_Supplied data_:

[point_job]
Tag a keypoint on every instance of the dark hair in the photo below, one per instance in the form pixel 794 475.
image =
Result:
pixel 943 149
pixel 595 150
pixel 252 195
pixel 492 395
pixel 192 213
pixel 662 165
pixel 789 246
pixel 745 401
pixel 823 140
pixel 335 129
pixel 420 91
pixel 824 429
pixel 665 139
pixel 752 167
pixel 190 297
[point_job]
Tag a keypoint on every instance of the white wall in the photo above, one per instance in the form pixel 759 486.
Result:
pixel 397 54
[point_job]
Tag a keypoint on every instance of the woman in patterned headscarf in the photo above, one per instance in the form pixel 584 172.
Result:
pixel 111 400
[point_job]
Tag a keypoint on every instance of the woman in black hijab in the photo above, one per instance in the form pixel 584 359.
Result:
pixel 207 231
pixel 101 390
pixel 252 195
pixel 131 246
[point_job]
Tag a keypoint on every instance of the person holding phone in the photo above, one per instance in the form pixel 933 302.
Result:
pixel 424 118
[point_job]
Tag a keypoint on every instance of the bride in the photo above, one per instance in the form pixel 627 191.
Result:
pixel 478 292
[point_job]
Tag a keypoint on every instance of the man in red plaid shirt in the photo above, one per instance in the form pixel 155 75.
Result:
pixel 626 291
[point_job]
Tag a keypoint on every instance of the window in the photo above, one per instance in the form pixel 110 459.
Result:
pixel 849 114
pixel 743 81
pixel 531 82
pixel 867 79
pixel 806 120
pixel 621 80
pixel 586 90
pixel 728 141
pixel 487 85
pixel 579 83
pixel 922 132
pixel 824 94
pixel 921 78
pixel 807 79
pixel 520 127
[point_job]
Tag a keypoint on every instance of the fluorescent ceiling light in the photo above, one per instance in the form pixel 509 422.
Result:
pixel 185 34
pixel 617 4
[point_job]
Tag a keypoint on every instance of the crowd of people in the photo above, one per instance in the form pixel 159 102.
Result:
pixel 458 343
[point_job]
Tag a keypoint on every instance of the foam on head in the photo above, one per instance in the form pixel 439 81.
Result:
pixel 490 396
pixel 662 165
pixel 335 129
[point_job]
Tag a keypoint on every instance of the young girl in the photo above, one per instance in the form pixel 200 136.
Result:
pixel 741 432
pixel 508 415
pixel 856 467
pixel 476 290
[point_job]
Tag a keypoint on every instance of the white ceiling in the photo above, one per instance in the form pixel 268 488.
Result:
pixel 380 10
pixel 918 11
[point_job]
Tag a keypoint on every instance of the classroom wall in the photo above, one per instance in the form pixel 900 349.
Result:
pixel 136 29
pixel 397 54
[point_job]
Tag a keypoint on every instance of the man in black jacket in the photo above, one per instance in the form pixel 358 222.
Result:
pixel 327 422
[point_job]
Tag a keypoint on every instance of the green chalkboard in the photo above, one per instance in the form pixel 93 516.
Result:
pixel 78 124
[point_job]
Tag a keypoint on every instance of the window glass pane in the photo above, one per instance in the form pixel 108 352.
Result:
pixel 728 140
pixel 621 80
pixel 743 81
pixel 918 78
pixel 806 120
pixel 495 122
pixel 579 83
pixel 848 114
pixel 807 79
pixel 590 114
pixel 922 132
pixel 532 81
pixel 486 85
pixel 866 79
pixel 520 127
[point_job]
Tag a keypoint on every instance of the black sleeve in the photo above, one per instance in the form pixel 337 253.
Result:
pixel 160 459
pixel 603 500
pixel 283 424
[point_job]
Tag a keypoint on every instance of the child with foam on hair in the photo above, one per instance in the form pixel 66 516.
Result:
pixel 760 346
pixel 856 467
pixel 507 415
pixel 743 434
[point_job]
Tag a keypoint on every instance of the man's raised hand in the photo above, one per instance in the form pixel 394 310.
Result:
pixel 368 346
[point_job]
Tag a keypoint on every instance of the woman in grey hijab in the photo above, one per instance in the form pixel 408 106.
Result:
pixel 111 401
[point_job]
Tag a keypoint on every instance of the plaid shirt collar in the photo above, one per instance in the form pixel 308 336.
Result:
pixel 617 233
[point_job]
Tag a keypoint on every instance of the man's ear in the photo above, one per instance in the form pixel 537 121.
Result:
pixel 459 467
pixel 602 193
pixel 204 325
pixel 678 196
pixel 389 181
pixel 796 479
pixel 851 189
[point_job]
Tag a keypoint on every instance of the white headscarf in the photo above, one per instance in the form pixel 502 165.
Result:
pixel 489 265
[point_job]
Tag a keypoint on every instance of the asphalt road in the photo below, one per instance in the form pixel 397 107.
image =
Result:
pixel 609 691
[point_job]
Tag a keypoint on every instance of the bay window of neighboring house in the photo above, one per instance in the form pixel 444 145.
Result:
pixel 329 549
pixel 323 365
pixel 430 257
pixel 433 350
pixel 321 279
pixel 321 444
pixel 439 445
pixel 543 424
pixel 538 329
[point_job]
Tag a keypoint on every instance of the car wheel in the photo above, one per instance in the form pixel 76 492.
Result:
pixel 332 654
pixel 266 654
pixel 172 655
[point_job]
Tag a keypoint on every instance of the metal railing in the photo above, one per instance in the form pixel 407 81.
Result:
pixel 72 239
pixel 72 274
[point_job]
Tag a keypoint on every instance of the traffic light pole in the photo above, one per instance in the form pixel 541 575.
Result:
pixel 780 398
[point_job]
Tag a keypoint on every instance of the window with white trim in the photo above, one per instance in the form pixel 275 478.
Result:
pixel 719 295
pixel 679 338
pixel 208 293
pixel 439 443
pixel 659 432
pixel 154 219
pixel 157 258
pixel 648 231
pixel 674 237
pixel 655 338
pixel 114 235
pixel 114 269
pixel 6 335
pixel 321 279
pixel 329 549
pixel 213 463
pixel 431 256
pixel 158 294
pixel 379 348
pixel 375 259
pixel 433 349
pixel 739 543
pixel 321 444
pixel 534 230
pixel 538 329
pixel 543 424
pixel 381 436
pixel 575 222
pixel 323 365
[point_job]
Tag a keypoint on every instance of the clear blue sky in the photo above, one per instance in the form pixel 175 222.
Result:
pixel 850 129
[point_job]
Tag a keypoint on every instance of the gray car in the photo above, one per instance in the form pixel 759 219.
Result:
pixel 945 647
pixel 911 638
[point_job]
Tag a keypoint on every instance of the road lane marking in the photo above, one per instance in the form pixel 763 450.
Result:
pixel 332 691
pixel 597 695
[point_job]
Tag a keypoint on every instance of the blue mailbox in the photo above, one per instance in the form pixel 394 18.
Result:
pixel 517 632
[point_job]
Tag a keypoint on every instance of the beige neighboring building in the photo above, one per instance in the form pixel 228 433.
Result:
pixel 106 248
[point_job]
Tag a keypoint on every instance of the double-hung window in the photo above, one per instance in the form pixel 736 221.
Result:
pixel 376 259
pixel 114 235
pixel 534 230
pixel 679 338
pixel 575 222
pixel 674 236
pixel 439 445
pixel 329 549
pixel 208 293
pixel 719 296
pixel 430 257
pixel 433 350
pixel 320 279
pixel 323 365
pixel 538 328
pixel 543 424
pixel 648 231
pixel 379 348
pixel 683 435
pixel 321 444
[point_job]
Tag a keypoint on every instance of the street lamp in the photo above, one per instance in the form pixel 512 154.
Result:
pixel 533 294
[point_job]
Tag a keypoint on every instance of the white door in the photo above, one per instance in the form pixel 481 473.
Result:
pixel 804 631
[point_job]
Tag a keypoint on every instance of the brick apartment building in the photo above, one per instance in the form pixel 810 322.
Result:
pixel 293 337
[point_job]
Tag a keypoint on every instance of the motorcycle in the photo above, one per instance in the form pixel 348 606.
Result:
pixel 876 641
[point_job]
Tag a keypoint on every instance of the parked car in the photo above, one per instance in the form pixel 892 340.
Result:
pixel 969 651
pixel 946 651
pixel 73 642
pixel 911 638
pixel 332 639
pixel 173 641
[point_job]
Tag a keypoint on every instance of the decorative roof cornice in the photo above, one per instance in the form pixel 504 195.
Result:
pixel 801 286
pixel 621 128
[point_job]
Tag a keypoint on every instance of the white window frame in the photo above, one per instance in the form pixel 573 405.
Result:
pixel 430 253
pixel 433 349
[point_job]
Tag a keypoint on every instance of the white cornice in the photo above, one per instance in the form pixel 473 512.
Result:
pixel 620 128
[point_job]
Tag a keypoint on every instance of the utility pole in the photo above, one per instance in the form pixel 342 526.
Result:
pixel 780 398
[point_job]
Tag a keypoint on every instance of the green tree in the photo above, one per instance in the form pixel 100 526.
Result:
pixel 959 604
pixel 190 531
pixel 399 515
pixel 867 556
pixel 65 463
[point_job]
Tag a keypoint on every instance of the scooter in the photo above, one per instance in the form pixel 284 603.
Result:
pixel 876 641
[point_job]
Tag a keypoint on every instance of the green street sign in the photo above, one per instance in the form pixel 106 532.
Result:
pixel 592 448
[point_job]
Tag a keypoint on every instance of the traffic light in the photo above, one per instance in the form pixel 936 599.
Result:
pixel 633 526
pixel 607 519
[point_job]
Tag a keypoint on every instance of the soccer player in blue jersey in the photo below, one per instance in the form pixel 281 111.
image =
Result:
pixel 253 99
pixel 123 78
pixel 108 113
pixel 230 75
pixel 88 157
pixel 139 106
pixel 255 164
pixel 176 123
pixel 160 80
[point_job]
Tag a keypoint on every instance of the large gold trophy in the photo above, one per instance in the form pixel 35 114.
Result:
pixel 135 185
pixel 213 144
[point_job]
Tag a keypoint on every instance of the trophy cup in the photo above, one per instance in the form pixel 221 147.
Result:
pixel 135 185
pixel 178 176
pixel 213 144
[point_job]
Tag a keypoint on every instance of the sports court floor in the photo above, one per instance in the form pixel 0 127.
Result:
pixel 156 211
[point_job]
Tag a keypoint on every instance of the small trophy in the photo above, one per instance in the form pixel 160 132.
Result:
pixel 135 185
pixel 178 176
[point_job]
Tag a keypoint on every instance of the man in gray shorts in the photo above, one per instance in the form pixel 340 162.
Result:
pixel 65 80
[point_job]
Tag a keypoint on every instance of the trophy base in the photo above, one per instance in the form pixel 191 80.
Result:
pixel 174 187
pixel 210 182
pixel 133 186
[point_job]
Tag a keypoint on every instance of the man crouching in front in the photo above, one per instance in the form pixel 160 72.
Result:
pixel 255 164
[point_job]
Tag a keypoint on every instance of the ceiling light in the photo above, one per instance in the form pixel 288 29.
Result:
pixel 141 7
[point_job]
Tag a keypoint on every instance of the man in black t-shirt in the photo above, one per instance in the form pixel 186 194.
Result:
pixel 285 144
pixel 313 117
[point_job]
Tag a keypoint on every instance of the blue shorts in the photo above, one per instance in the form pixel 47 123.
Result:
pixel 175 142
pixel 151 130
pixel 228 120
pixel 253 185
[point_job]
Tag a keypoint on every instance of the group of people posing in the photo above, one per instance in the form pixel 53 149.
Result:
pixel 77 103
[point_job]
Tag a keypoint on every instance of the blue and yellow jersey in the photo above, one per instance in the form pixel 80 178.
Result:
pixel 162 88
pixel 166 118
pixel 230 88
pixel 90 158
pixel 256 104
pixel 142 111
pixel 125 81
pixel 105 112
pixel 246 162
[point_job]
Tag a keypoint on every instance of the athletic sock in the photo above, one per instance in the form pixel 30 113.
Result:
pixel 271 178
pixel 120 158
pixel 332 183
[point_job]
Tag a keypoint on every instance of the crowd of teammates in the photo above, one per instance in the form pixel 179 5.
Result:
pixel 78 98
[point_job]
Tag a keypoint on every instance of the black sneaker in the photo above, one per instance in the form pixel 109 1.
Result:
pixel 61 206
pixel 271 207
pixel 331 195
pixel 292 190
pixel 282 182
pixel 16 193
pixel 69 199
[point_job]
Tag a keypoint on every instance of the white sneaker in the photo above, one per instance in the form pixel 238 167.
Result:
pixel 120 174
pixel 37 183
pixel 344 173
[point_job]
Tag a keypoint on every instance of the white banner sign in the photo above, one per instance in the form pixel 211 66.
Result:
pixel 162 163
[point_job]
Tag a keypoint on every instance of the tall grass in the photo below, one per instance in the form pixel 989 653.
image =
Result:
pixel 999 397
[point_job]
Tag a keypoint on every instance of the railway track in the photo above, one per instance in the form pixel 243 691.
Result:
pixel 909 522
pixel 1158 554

_Work instruction_: Within the entries, find all lines holding "hair" and copy each one.

_Written answer_:
Tag a keypoint on every instance of the dark hair in the photo below, one per instance in the form pixel 794 475.
Tag a keypoint on every instance of the child with foam on hair in the photo above, one per instance in the form pixel 66 516.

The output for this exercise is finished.